» Exercise
Any picture among the records should be left out, please; retype the rest exactly.

» Dataset rows on where objects appear
»»

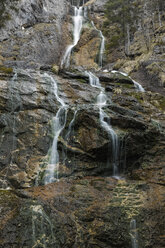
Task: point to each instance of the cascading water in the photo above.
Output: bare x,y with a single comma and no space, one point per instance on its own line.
102,45
136,84
133,233
58,125
101,102
67,138
77,26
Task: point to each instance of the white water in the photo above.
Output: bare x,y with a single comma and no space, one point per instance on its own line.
102,45
136,84
77,26
133,233
70,126
57,126
101,102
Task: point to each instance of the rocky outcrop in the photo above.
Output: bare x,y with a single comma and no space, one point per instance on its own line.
35,33
86,206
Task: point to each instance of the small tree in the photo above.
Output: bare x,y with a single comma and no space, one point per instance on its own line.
122,14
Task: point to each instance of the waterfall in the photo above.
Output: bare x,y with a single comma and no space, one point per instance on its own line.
77,26
133,233
102,45
67,138
101,102
136,84
57,126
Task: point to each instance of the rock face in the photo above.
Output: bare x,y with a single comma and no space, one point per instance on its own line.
35,34
87,206
145,60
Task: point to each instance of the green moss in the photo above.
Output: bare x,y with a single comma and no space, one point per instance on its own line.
5,16
81,80
6,69
162,104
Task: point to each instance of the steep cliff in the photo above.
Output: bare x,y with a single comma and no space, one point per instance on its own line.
72,126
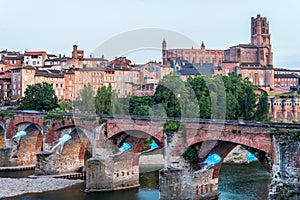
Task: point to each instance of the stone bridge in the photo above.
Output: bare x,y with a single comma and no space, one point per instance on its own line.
97,147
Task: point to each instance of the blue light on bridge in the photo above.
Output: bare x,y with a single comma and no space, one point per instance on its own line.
125,147
65,138
210,162
250,157
20,134
153,145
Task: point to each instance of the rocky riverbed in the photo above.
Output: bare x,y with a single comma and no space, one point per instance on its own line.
10,187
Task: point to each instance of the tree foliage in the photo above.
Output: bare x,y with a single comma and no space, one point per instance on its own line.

««

» Response to this task
Task: point to each instance of the cascading water in the photo above.
Output: bare x,y with a single comma and no space, one point per instance on its own line.
102,45
136,84
133,233
58,125
101,102
67,138
77,26
Task: point to each instance of the white water in the photo above.
Output: bare x,y with a single comma and no space, one point per instance on its own line.
102,45
136,84
77,26
133,233
70,126
57,126
101,102
Task: point to each instance of the rocky outcrop in the photo above.
Output: bare x,y with a single comma and no space, one point per instance on its own line.
35,33
86,206
Task: point to each instance of the small tree in the photo above.
Output: bare x,y with a single comma and no space, one point per instance on its own line.
122,14
Task: point to each instance of the waterfall in the photo above.
Output: bare x,y with a single comma and no space, one point per instance on its own line.
77,26
133,233
102,45
67,138
101,102
136,84
57,126
Task: point to each instance of the rock face in the photo above.
Output: bare x,y with a single comma and no space, one point per instance on its own line.
35,34
87,206
145,60
Task: point to each instance of the green moss in the photo above.
Output: bare x,y with a single comma and no space, one point per instance on its own line.
5,16
81,80
6,69
162,104
Task: point to each instance of the steep cliff in the photo above.
Output: bare x,y with a single comma and no space, one point per instance on its own line.
72,126
Task: point to each instance of the stone bridge in the photo above.
Output: bare x,y with a single comma and no space, one point per instance on its own line.
97,147
Task: point to each instance of the blue light on bridge in the photo above.
Output: bare x,y with a single comma and no space, one point per instance on its own line.
125,147
65,138
210,162
250,157
20,134
153,145
Task: point to each instance of the rocky riverbed in the photo above.
Output: bare x,y with a single comma and no space, one point per instance on its own line.
10,187
Task: point to each instance of the tree foliage in the photo above.
Output: bare x,y with a single comma and no space, one point per instance on its own line.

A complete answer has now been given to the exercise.